Collected data entries:
^^^^
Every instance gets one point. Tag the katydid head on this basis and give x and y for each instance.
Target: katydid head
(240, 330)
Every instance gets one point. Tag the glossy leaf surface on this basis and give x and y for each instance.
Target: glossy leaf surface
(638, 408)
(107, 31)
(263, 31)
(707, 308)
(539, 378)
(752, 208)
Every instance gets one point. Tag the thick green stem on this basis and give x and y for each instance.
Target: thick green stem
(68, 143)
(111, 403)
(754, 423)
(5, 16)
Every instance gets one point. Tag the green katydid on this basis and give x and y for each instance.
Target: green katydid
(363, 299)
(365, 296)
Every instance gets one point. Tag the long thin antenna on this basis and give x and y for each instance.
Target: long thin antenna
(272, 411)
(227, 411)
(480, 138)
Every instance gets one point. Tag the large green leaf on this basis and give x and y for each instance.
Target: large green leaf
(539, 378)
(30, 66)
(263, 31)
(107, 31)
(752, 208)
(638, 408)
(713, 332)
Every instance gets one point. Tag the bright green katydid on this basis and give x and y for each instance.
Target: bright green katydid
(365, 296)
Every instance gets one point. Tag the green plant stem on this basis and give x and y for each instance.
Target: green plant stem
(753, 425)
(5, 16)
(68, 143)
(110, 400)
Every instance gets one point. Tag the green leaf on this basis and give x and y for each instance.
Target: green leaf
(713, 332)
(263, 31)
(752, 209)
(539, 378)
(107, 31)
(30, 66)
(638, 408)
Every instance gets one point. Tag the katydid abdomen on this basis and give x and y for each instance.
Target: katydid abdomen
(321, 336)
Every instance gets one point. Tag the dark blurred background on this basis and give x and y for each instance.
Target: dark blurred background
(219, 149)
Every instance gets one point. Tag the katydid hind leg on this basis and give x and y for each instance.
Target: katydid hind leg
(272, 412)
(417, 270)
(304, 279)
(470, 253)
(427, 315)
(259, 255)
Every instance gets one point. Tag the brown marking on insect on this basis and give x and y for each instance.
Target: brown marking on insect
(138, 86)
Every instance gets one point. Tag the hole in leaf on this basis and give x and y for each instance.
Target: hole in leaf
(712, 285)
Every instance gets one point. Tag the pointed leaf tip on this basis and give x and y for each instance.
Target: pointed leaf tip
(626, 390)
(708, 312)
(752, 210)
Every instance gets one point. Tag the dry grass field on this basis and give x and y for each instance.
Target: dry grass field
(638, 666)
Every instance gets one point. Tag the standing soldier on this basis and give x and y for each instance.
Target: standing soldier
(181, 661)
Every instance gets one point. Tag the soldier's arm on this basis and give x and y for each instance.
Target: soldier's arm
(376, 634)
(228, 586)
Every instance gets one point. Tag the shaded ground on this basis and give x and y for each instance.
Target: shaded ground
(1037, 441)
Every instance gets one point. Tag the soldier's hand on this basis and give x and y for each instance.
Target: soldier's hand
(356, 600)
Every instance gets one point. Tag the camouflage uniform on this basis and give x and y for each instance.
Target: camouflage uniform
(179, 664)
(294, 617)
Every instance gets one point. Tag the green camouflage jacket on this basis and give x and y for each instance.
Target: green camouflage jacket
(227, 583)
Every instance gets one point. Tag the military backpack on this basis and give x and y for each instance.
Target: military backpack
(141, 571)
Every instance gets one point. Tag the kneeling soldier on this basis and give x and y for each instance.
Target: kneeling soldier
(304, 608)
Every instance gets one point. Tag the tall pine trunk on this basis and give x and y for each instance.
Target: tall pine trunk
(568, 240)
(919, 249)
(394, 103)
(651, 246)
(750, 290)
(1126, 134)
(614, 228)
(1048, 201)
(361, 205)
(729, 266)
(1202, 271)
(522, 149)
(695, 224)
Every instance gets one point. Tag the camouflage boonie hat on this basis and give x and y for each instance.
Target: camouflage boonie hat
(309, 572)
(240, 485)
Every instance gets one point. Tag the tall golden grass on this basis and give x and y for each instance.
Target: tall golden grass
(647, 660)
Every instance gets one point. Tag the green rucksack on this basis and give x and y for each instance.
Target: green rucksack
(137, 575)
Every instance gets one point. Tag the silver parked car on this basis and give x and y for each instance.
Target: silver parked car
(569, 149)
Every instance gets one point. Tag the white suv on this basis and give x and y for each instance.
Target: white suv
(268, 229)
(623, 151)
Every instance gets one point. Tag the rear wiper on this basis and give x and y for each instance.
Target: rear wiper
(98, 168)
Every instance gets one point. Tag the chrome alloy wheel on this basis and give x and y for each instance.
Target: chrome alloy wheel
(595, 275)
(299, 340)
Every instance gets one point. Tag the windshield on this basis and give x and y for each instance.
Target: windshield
^^^^
Problem statement:
Restate the data above word for word.

Completed exercise:
Every instance gets one point. Tag the katydid head on this basis and give x and y for each instance.
Target: katydid head
(240, 330)
Every instance gets one point. Tag the glossy leaf surface on this basis and give x and y for each instance.
Target: glossy leaf surface
(638, 408)
(107, 31)
(263, 31)
(707, 308)
(539, 378)
(752, 208)
Every instance gets one point. Tag the thick green stem on this basis and give x and y for each instance.
Target: thick green stem
(68, 143)
(111, 403)
(754, 423)
(5, 16)
Every instance gets one point. Tag the green katydid on this basis and give x and y for each instance.
Target: green katydid
(363, 299)
(365, 296)
Every instance gets one point. Tag the long thin antenna on this basis and give x and y for each instance.
Target: long thin antenna
(272, 411)
(227, 411)
(480, 138)
Every instance gets one point. Tag the large green leaf on this basis and give x and y for each instance.
Target: large green leaf
(539, 378)
(30, 66)
(263, 31)
(107, 31)
(752, 208)
(638, 408)
(713, 332)
Every instance gets one point. Tag the bright green katydid on this basis and give x and y for each instance.
Target: bright green katydid
(365, 296)
Every instance gets one point. Tag the green plant stem on this basis and give x and y for each instance.
Target: green plant stem
(753, 425)
(5, 16)
(68, 143)
(110, 400)
Every instance gets one point. Tag the green leaf on this basis and give x and y for each instance.
Target: green leaf
(713, 332)
(263, 31)
(752, 209)
(539, 378)
(107, 31)
(30, 66)
(638, 408)
Every instance gets one point. Tag the katydid abdomen on this basis and give x and y for each instance.
Target: katydid abdomen
(321, 336)
Every instance gets one point. Tag the dark blurred background on this basis and give x and y for each instance.
Target: dark blurred background
(219, 149)
Every instance gets one point. Tag the katydid hind leg on this basis and give x and y for each instance.
Target: katydid hind leg
(272, 412)
(417, 270)
(304, 279)
(470, 253)
(427, 315)
(259, 255)
Every instance gets one point. Tag the brown marking on insect on this basis and give x and y for each instance.
Target: brown marking on insect
(138, 86)
Every instance gets one point. Tag the hole in leaf on this basis and give x and y for each instance.
Target: hole in leaf
(712, 285)
Every instance gets one point. Tag the pointed leaf tip on this basis and give x and y for each instance.
Target: pointed leaf tip
(626, 390)
(708, 312)
(752, 210)
Every instance gets one point. Tag the dry grass field on this basis and give x and y for each instance.
Target: dry grass field
(638, 666)
Every instance gets one point. Tag the standing soldier on this basis and give x and y for each instance.
Target: standing soldier
(181, 661)
Every instance gets one point. Tag the soldier's arm on this basis and give x and y for each instance.
Target: soldier's arm
(376, 634)
(228, 586)
Every instance gets one point. Tag the shaded ground on this basis and give x and y for each instance.
Target: shaded ground
(1037, 441)
Every instance gets one point. Tag the soldier's hand on this basis and give x and y for each instance.
Target: soldier's hand
(356, 600)
Every instance gets one point. Tag the camouflage uniform on this basis and give x and y for each instance.
Target: camouflage uniform
(179, 664)
(294, 617)
Every instance gets one point. Tag the green camouflage jacket on this basis and give x and y for each instance.
Target: green camouflage jacket
(227, 583)
Every instance gets one point. Tag the military backpack on this basis and give x and y for each instance.
Target: military backpack
(141, 571)
Every instance gets one point. Tag the kneeling soldier on this basis and give x and y for each instance.
Target: kneeling soldier
(304, 608)
Every instance gets one point. Tag the tall pine trunk on this basis and give x and y for each instance.
Target: tall pine trunk
(568, 240)
(919, 249)
(394, 103)
(651, 246)
(750, 290)
(1126, 134)
(614, 228)
(1048, 201)
(361, 205)
(729, 266)
(1202, 271)
(522, 149)
(695, 224)
Every instance gets one point. Tag the camouflage boonie hat on this basis and give x and y for each instance.
Target: camouflage boonie hat
(309, 572)
(240, 485)
Every instance gets one point. Tag the tall golden grass on this basis and give x and y for each instance.
Target: tall golden grass
(647, 660)
Every instance gets one point. Tag the green rucksack on this basis and give x and y for each instance.
Target: green rucksack
(137, 575)
Every instance gets one point. Tag the silver parked car on this basis and give x and y for each instance.
Target: silver parked car
(569, 149)
Every instance gets one point. Tag the white suv on this basis and give x and y for each instance.
Target: white suv
(268, 229)
(623, 151)
Every instance gets one point. Tag the rear wiper on this basis and give x and y for each instance.
Target: rear wiper
(98, 168)
Every instance gets one point. Tag the chrome alloy wheel on this basis and give x and y for each instance.
Target: chrome alloy wheel
(595, 275)
(299, 340)
Every instance gets one point. Tag the windshield on this basis and give x and y for each instance.
Target: windshield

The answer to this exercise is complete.